COMPLETE THE FOLLOWING =
a. Answer these questions from the passage on protein, one line each:
(i) About what share of total body weight does protein make up?
(ii) Which protein carries oxygen from the lungs to the cells of organs?
(iii) How many amino acids must be supplied by the diet?
b. Pick up the passage on protein after its final sentence and continue it.

READING PASSAGE =
----------
Proteins are any of a large group of nitrogenous compounds of high molecular weight that are essential constituents of all living organisms. They consist of one or more chains of amino acids (organic compounds that are the component molecules of proteins).
Apart from water, protein is more plentiful than any other substance in the body. Constituting approx 12% of our total weight, it is responsible for growth and development within the body. Our bones, nerves and other body tissues are composed of mostly protein. Collagen, an important protein, forms the protein base of teeth, skin elasticity, the material for tendons and ligaments, and the strength in the arterial walls, and it assists in the production of scar-tissue formation. If there is an absence of energy foods (carbs & fats), protein can be used as a source of heat and energy for the body at a rate of 4 calories per gram.
Protein also performs the following functions:
* It controls the PH (acid/alkaline) level of blood and tissues.
* With the aid of some minerals, it helps regulate the body’s water balance.
* Protein in the form of enzymes helps fight bacteria, infection and disease.
* Protein is responsible for the production of milk in lactating mothers.
* It performs an important role in blood clotting.
* Transport proteins are responsible for picking up nutrients and moving them in and out of the cells. They move fat, fat soluble vitamins and minerals to every cell in the body.
* The protein, hemoglobin, carries oxygen from the lungs to the cells of organs.
The digestion time of protein foods is usually around 3 - 5 hours. During digestion, protein is broken down in to useable particles. These are the amino acids. There are 22 amino acids in a complete protein. All but 9 of these can be produced by the body, therefore, 13 amino acids are known as ‘non essential’ and 9 as ‘essential’ because they must be supplied by the diet. Some non essential amino acids can become essential in the event of stress. The body losses protein in situations of physical and emotional stress, such as surgery, emotional trauma, illness/disease or wounds. This creates extra demand on the body to consume more protein in the diet to rebuild or replace tissues that no longer function effectively. To enable the body to utilize protein properly, al amino acids must be present at the same time. If just one amino acid is missing, protein synthesis can cease altogether and all amino acids will be reduced to the proportion of the low or missing amino.
----------
GIVEN DATA =
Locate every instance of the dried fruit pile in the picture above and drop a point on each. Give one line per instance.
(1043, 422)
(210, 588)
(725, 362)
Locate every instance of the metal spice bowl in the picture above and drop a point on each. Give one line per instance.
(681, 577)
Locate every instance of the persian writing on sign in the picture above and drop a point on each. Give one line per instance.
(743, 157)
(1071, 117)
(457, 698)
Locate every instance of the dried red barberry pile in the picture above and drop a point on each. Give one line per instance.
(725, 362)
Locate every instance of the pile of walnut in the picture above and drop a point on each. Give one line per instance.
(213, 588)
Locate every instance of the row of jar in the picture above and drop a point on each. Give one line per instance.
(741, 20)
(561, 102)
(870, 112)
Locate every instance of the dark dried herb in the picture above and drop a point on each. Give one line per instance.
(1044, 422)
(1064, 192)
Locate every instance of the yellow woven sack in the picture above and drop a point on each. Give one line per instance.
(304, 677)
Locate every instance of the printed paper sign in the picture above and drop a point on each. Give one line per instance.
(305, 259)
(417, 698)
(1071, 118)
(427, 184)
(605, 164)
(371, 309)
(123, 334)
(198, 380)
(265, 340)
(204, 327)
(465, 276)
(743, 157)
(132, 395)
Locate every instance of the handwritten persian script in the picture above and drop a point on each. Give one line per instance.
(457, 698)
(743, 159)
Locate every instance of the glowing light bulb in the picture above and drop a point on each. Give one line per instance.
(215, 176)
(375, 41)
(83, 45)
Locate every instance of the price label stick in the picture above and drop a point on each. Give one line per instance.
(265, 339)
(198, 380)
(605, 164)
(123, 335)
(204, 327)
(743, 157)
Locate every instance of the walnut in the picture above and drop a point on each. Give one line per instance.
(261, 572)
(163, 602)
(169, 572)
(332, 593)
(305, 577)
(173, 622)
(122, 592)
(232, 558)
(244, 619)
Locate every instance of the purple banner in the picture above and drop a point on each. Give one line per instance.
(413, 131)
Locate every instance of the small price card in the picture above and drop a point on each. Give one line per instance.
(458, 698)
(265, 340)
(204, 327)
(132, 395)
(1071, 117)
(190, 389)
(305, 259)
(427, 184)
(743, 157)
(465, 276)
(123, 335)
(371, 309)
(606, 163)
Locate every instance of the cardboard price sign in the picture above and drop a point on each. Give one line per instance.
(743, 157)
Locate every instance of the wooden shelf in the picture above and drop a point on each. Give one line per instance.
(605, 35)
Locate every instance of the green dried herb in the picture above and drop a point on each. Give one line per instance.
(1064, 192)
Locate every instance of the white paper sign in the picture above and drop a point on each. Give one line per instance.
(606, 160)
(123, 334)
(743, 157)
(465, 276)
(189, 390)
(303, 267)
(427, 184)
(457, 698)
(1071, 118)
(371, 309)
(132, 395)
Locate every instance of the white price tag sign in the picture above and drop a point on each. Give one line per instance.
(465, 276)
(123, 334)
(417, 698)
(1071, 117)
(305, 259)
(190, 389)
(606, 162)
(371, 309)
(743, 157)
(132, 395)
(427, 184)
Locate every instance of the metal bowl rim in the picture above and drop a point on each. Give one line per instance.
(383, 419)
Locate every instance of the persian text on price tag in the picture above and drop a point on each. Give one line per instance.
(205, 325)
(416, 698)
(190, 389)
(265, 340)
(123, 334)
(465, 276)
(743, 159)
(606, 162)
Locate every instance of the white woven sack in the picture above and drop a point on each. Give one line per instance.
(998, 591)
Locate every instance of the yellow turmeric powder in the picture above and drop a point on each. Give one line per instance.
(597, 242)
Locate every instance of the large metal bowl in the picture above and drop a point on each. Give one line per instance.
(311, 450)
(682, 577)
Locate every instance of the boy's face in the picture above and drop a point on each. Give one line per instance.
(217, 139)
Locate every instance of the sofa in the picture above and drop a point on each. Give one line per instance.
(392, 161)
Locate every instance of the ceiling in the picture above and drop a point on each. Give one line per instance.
----------
ANSWERS TO THE EXERCISE =
a.
(i) Approximately 12%
(ii) Hemoglobin
(iii) 9

b.
When a food contains all 22 amino acids, it is referred to as a ‘complete’ protein. If a food is low in, or missing one amino acid, it is referred to as an ‘incomplete’ protein. As a general rule, lean animal proteins are ‘complete’ proteins, while most vegetable sources are ‘incomplete’. The only method of receiving a complete protein from incomplete sources, is to combine them correctly in order to balance the content of amino acids. Soy protein is one of the only plant-derived proteins considered a complete source.
Two diseases may develop due to a protein deficiency. They are Kwashiorkor and Marasmus disease.
Kwashiorkor results from a severe protein deficiency and usually affects just-weaned children and those who are going through rapid growth phases. The body becomes swollen with fluid and a fatty liver develops.
Marasmus is basically due to starvation. A lack of protein and calories in general is involved. This disease is found in overpopulated, poor areas and where infant formulas are not adequate. In adults, protein deficiency can manifest in symptoms such as depression, lack of stamina, weakness, poor resistance to infection, and impaired healing of wounds and general recovery from disease.